_Description of the task_.
After reading the records, print them all again exactly as they stand.

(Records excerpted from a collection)
━━━━━━━━

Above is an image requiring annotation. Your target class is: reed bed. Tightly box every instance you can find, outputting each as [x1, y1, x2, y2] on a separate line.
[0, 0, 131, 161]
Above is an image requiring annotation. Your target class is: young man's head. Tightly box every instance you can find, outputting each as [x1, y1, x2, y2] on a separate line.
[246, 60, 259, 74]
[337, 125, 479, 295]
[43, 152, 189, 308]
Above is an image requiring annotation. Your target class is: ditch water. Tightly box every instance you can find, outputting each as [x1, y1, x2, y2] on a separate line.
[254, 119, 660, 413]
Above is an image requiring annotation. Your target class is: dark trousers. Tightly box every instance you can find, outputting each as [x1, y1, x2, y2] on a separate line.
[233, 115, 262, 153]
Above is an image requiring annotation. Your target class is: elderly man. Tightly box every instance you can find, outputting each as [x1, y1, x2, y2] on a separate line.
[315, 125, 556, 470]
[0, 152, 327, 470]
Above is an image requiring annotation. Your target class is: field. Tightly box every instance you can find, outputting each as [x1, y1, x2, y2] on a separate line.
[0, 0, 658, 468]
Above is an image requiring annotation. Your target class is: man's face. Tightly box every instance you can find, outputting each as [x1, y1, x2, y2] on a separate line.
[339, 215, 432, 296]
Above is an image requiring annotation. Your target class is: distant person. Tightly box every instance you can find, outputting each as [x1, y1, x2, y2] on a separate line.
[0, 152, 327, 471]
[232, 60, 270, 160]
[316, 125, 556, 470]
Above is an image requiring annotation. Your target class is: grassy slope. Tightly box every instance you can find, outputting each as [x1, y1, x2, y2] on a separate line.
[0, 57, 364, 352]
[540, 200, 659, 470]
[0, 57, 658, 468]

━━━━━━━━

_Result_.
Above is an image requiring annotation. Your target class is: reed bed. Tightly box every instance you can find, outputting each as [x1, y1, x2, y2] on a separate line.
[0, 0, 131, 161]
Above is an image requiring annotation. Your target class is: young man's head. Tightly box every instance you can find, outputting each as [x1, y1, x2, y2] on a separate line.
[246, 60, 259, 74]
[337, 125, 479, 295]
[43, 152, 189, 308]
Above is an image requiring annotation. Your target class is: ditch water. Tightly box every instance you can find, outputting each as [x1, y1, x2, y2] on a separate line.
[254, 119, 660, 413]
Above is an image requiring annotation. Your target class is: dark trousers. Tightly box every instance you can find, outputting each as [x1, y1, x2, y2] on a separate line.
[233, 115, 262, 153]
Above is an image requiring annotation. Your target class is: elderly man. Tightly box every instance you can find, outputting each as [x1, y1, x2, y2] on a separate line.
[315, 125, 556, 470]
[0, 152, 327, 470]
Above is an image requiring annotation. Your target class is: field. Tightly box every instance you can find, outputting each as [x1, y1, x2, y2] on a separate line.
[0, 0, 658, 468]
Above is an image requiring annotation. Your target class is: man's face. Tightly box every instance you can find, outputting each as [x1, y1, x2, y2] on a separate line.
[339, 215, 432, 296]
Above is an image requiring annotation. Your target class is: distant person. Tightly box every instance you can find, outputting each as [x1, y1, x2, y2] on a separate line.
[0, 152, 327, 471]
[232, 60, 270, 160]
[316, 125, 556, 470]
Above is an image requiring annotation. Your target class is: grassy slope. Tightly box every instance you can find, outputting each as [x1, y1, x2, y2] on a separate line.
[0, 57, 364, 352]
[540, 200, 659, 470]
[0, 57, 658, 468]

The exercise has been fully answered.